● Your task
For this exercise, copy exactly the lines below from the one with "Can you find the arm?" through the one with "Can you find the sweater cuff?" and leave out the pictures.

● Excerpted records
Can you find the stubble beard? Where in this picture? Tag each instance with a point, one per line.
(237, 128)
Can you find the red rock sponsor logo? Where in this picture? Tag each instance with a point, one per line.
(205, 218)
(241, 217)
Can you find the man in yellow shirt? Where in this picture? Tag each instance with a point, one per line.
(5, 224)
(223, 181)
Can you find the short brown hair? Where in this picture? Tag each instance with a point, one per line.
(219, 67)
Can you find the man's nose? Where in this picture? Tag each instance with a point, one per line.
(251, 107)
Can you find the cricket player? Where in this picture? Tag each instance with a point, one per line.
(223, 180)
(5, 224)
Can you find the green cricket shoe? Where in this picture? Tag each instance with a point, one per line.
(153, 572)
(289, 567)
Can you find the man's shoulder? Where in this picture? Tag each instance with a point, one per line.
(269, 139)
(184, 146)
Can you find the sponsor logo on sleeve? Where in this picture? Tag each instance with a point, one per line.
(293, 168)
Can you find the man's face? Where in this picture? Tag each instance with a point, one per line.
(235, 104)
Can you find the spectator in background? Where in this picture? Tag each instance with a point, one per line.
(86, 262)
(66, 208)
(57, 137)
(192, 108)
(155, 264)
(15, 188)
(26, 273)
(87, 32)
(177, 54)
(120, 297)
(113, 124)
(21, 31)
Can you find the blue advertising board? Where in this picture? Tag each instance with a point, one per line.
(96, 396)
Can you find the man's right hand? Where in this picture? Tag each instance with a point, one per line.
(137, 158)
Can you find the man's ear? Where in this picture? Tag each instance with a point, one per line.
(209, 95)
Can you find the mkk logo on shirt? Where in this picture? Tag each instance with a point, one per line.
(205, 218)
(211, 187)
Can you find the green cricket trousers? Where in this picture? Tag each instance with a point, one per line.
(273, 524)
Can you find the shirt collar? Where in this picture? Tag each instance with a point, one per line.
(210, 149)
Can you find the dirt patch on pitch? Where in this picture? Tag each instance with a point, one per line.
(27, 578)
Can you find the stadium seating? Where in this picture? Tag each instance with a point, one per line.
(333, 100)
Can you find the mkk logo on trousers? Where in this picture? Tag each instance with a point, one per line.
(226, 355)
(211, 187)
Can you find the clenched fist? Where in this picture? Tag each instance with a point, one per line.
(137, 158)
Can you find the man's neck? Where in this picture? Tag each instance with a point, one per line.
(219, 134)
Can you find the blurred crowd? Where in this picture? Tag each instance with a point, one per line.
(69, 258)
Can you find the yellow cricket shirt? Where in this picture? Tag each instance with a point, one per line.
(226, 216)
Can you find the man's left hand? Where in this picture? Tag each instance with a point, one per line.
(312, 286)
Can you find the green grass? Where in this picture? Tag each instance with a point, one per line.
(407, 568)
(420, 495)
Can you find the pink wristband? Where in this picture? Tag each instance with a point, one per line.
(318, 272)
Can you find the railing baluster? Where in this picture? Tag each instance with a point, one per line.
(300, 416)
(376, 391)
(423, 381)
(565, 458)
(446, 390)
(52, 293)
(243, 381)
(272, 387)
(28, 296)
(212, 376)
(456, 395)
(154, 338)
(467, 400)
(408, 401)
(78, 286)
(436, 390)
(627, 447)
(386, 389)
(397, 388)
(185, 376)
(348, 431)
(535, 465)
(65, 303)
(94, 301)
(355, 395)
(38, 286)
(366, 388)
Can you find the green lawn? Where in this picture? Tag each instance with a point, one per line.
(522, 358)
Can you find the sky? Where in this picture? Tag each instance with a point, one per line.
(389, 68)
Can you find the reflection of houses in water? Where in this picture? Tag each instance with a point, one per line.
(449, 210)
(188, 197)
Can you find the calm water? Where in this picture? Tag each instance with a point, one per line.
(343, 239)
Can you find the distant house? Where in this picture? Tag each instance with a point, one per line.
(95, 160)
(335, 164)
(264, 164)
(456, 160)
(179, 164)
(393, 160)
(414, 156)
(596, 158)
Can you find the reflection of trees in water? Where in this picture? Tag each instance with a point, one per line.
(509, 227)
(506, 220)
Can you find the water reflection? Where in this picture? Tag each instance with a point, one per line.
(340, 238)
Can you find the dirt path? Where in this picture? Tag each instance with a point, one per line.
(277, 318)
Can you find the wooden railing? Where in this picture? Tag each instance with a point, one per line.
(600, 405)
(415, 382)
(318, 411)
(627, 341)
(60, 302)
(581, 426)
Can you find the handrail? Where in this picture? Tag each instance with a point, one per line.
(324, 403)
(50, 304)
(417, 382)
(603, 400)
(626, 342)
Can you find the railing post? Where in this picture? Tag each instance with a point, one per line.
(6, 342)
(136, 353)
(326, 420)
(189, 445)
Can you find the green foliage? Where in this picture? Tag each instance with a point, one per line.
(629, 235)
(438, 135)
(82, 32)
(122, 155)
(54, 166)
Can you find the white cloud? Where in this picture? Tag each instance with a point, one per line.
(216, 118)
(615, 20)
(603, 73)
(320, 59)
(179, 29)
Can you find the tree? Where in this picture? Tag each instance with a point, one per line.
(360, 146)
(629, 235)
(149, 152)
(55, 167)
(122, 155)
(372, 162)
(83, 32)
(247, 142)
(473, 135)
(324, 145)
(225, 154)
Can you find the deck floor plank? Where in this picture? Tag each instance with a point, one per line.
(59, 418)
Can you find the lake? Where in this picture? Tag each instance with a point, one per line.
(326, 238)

==

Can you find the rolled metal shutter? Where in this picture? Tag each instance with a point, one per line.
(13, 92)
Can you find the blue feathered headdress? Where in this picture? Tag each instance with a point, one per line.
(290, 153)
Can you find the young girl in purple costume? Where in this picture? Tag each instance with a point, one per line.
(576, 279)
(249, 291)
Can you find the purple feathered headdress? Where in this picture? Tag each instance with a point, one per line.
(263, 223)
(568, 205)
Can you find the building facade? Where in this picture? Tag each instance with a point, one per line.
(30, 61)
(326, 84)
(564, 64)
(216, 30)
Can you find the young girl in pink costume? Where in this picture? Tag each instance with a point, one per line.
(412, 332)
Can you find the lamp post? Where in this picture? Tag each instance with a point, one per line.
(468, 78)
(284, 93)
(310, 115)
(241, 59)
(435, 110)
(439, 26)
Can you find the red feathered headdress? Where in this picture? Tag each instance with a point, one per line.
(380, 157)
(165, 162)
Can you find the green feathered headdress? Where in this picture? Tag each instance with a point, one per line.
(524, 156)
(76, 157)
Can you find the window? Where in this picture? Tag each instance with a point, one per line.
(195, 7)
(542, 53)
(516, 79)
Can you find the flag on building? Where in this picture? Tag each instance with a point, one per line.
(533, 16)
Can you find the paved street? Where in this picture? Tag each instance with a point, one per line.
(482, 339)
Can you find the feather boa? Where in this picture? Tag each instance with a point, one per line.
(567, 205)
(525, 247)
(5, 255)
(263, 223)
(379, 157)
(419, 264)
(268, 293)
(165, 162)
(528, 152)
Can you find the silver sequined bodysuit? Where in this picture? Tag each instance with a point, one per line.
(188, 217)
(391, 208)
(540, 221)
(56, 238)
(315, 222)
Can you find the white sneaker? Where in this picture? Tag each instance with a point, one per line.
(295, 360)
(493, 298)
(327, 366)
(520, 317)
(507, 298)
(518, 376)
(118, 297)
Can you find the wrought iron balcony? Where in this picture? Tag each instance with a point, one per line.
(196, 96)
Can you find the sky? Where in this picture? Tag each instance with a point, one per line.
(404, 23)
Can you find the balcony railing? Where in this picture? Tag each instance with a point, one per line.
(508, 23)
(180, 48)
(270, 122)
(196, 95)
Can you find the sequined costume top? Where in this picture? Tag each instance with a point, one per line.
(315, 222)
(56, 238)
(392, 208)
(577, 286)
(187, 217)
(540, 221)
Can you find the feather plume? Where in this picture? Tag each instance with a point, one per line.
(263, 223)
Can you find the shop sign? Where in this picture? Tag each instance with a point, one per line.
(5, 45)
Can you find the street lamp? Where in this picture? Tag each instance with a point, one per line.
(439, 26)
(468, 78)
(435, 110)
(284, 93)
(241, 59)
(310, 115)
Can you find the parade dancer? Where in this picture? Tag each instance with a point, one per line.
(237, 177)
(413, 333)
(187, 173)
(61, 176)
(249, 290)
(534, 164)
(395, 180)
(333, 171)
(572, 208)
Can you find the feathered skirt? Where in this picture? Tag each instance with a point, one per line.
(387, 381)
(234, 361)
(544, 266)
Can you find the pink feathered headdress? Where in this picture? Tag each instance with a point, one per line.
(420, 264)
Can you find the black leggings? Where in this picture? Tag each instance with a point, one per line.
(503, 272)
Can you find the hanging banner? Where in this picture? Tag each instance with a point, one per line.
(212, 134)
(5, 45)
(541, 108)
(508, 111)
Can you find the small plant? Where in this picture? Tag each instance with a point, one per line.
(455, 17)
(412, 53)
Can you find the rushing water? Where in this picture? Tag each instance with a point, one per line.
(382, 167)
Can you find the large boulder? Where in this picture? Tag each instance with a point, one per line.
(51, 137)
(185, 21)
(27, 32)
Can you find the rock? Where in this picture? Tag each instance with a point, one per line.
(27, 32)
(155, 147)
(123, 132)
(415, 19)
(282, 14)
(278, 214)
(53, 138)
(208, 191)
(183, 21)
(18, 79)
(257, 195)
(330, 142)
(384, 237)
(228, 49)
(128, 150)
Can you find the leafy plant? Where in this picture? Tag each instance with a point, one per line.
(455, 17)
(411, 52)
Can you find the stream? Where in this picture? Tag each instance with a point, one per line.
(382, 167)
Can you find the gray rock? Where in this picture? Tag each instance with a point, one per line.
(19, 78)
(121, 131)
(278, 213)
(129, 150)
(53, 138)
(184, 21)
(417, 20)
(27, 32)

==

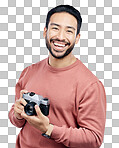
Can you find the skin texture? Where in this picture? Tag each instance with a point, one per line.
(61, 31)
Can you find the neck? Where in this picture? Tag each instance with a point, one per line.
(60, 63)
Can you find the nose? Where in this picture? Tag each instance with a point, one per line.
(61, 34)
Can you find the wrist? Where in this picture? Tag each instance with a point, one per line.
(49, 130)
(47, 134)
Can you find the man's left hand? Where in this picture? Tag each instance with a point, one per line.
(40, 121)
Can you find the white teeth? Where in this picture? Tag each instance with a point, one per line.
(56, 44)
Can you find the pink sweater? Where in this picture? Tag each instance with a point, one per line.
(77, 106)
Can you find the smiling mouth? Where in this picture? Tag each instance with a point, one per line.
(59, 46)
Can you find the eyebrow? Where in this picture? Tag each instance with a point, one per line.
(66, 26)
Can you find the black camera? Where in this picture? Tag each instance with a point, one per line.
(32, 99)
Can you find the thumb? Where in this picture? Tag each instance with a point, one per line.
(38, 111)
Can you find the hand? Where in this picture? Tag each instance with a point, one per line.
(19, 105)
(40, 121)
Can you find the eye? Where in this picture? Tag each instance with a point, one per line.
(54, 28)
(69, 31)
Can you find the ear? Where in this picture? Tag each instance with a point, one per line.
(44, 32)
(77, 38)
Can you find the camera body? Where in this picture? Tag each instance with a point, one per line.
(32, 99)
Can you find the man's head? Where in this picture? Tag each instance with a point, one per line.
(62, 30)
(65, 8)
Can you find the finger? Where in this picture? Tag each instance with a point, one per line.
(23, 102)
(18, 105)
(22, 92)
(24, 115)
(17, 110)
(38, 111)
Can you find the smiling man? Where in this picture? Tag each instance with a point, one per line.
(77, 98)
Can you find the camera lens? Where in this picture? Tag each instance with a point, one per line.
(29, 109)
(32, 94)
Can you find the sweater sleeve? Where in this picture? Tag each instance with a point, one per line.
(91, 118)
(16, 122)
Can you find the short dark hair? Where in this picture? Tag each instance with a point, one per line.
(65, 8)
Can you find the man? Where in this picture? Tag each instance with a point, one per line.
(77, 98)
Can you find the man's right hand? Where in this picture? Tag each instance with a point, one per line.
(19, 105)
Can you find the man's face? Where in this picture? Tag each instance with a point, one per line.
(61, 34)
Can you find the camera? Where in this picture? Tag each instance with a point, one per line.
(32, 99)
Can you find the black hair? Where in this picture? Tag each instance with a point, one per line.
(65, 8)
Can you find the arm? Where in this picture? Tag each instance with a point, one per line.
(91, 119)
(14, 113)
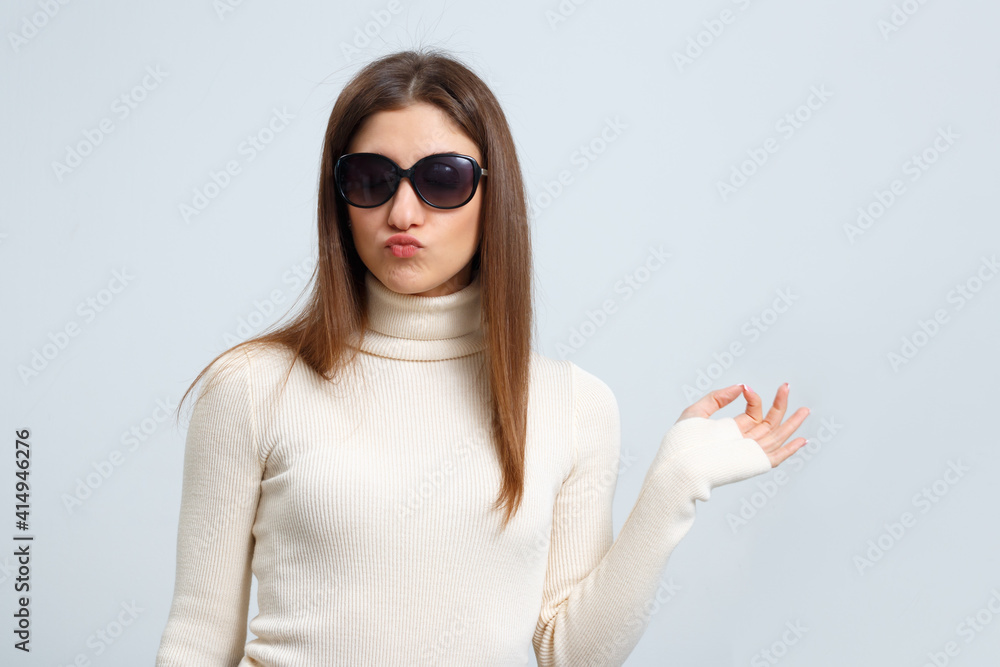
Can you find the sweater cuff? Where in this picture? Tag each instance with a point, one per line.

● Your response
Can you find the arm? Where in this picture? Tag each instance with a point, one per line.
(91, 119)
(14, 113)
Can you find the sweater cuff? Where in this picture? Tag each instance with a point, one per line.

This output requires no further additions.